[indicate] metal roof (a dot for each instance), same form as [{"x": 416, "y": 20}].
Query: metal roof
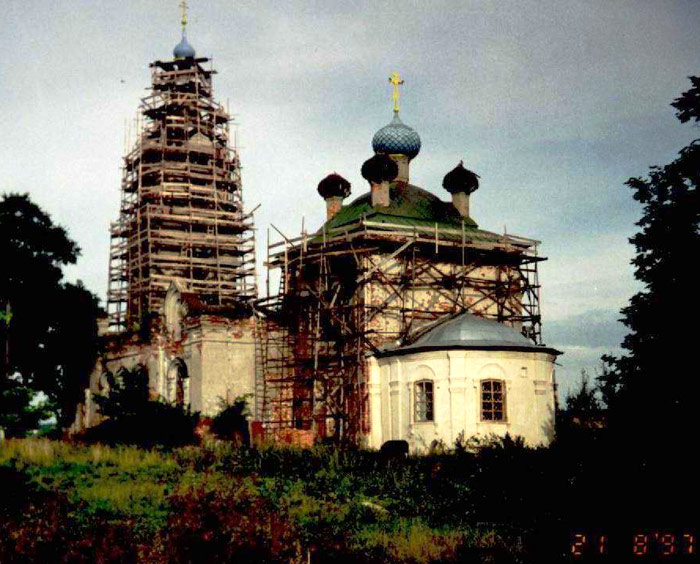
[{"x": 467, "y": 331}]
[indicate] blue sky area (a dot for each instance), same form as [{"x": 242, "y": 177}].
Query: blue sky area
[{"x": 554, "y": 104}]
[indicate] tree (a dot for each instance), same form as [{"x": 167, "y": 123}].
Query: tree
[
  {"x": 657, "y": 377},
  {"x": 48, "y": 330}
]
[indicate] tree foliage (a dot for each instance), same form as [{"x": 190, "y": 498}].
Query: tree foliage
[
  {"x": 48, "y": 330},
  {"x": 656, "y": 378}
]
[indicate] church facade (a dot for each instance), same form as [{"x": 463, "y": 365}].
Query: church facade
[{"x": 398, "y": 319}]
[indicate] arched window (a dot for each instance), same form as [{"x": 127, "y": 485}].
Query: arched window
[
  {"x": 177, "y": 383},
  {"x": 493, "y": 400},
  {"x": 423, "y": 403}
]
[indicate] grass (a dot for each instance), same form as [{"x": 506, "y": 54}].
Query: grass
[{"x": 284, "y": 500}]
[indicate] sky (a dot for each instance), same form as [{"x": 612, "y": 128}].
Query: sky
[{"x": 555, "y": 104}]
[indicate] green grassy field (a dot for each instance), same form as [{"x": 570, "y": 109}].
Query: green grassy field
[{"x": 87, "y": 503}]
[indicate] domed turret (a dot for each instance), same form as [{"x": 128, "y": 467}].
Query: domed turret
[
  {"x": 397, "y": 139},
  {"x": 333, "y": 189},
  {"x": 379, "y": 168},
  {"x": 461, "y": 182},
  {"x": 184, "y": 50},
  {"x": 334, "y": 185},
  {"x": 379, "y": 171},
  {"x": 460, "y": 179}
]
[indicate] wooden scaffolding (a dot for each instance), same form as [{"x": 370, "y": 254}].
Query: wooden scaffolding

---

| Problem to work on |
What lines in the listing above contain the word "wooden"? Show each one.

| Answer for this exercise |
[indicate] wooden scaffolding (a dot for each instance), same form as [{"x": 370, "y": 254}].
Query: wooden scaffolding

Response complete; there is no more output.